**Extrait du texte:**
====
Autre conséquence de la manière dont ce droit a été obtenu, le tabou sur la sexualité en général, et sur le sexe des femmes en particulier, n’a pas été ébranlé dans la Tunisie de l’époque et reste très ancré. Ironiquement, ce tabou nous protège de l’émergence de mouvements qui militeraient contre l’avortement – que vous connaissez en Europe –, mais il fait aussi de l’IVG un non-sujet dans le débat public. Il imprègne toute la société, donc la gauche aussi. Pour défendre l’IVG, il faut accepter de se confronter à ce tabou, ce qui est loin d’être facile.
Quelles seraient, selon vous, les conditions pour un accès pérenne et sécurisé à l’IVG à travers le monde ?
Il existe un gouffre entre le droit et la réalité. La criminalisation et les entraves à l’IVG n’ont jamais empêché les femmes d’avorter, mais elles les exposent toujours et partout à des dangers ; alors que le droit ne garantit pas l’accès pérenne à l’IVG pour toutes les femmes, comme on l’a vu récemment aux États-Unis.
====
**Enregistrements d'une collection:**
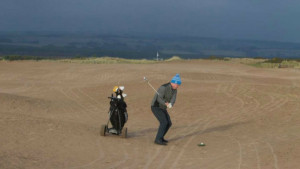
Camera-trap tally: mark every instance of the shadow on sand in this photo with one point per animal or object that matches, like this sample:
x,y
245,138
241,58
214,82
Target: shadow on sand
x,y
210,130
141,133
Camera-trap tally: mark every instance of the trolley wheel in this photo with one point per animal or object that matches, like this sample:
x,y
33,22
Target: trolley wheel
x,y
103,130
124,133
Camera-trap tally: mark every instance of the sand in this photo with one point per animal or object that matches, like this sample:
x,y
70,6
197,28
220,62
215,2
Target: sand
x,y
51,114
====
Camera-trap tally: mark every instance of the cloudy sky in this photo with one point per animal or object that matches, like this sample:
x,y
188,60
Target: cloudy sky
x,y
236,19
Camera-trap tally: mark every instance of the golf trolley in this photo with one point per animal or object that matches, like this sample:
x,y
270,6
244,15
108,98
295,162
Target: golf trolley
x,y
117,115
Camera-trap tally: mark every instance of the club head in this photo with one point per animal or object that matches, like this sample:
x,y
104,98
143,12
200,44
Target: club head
====
**Actions à mener:**
• a. Mettez à jour l'extrait sur l'IVG en le recopiant à partir des mots « Quelles seraient, selon » jusqu'aux mots « récemment aux États-Unis. » inclus, et remplacez « gouffre » par « fossé ».
• b. D'après l'extrait sur l'IVG, de quoi le tabou sur la sexualité protège-t-il ironiquement la Tunisie ?
• c. Veuillez poursuivre l'extrait sur l'IVG après sa dernière phrase.

**Résultats par consigne:**
• a.
Quelles seraient, selon vous, les conditions pour un accès pérenne et sécurisé à l’IVG à travers le monde ?
Il existe un fossé entre le droit et la réalité. La criminalisation et les entraves à l’IVG n’ont jamais empêché les femmes d’avorter, mais elles les exposent toujours et partout à des dangers ; alors que le droit ne garantit pas l’accès pérenne à l’IVG pour toutes les femmes, comme on l’a vu récemment aux États-Unis.

• b. De l'émergence de mouvements qui militeraient contre l'avortement.

• c.
Aujourd’hui, on peut s’attendre à ce que le droit ou l’accès à l’avortement soient mis en danger par un conservatisme qui gagne du terrain un peu partout dans le monde. Il faut s’y opposer, évidemment, et se battre dans le même temps pour l’accès à la contraception et à l’éducation sexuelle. Une lueur d’espoir se dessine cependant : les expert·es et professionnel·les du sujet constatent que l’accès à l’avortement sécurisé, quelles que soient les lois nationales, va devenir de plus en plus universel. L’utilisation d’Internet rend le recours à la méthode médicamenteuse plus aisé et accessible partout malgré les frontières et les lois nationales : c’est une vague qu’on ne peut plus arrêter. Je suis profondément optimiste, car aucun pouvoir n’a les moyens de stopper ça. On peut entraver, freiner ou canaliser l’information, mais la supprimer : non.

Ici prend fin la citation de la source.